* **Task**: Every line of the records must be repeated exactly; pictures stay out.

* **Excerpted data**:

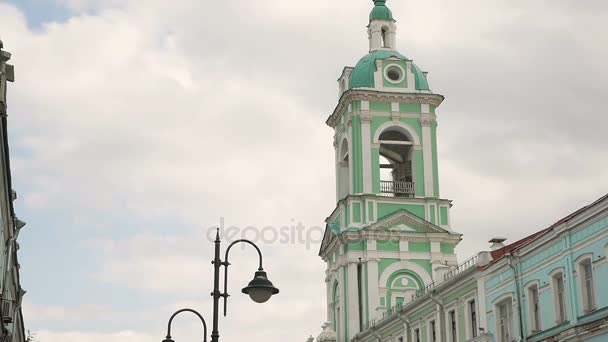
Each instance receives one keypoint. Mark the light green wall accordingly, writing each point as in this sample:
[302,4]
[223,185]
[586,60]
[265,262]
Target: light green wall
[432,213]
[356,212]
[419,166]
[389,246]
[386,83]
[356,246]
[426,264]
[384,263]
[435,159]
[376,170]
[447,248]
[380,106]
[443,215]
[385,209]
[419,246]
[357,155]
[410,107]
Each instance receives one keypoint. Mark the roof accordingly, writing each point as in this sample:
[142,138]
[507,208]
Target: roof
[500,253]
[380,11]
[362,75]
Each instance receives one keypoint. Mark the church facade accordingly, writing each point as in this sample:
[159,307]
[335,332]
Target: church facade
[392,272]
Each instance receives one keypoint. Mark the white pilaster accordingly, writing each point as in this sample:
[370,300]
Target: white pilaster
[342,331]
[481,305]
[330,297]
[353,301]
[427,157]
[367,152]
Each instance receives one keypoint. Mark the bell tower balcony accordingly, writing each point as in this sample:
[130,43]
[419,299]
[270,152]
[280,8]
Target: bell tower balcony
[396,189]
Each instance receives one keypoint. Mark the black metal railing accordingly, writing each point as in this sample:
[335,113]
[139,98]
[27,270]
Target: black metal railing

* **Your response**:
Each instance receives one keypoint. Mark the light green wall accordingly, writing each point as in this sample:
[302,4]
[223,185]
[586,60]
[265,262]
Target: light green wall
[432,213]
[356,212]
[419,166]
[389,246]
[386,83]
[356,246]
[426,264]
[384,263]
[435,159]
[376,170]
[447,248]
[380,106]
[443,215]
[385,209]
[419,246]
[357,155]
[410,107]
Each instance receives one keypoint. Mark the roof accordingly, writing each point as in this sample:
[142,138]
[507,208]
Target: roof
[500,253]
[380,11]
[362,75]
Each instance receives one keypoint. Mark the church facade accordingly, writing each point as in this sample:
[159,307]
[335,332]
Target: church facade
[392,272]
Each instance receives one keypoint. Mark the white pilaster accordingly, writing each point as in this sample:
[370,300]
Target: white pilaster
[342,331]
[481,305]
[330,297]
[353,301]
[427,157]
[367,152]
Each instance receives one keypoint. Mark the bell tower balcony accordingly, writing each point as in this sample:
[130,43]
[419,299]
[270,152]
[280,8]
Target: bell tower balcony
[396,189]
Each instance receives one keypoint. Mark the black metal railing accordingly, writing each point as in this sample:
[335,113]
[139,98]
[27,270]
Target: black metal railing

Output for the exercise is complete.